_RECORDS FOR PROCESSING_.
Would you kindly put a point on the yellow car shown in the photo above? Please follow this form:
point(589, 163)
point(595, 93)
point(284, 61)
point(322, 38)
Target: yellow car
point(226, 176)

_ASSIGNED TASK_. Word for word, write out the data.

_ANSWER BELOW_.
Would you kindly put a point on the yellow car shown in the photo above? Please follow this form:
point(589, 163)
point(595, 93)
point(284, 61)
point(322, 38)
Target: yellow car
point(226, 176)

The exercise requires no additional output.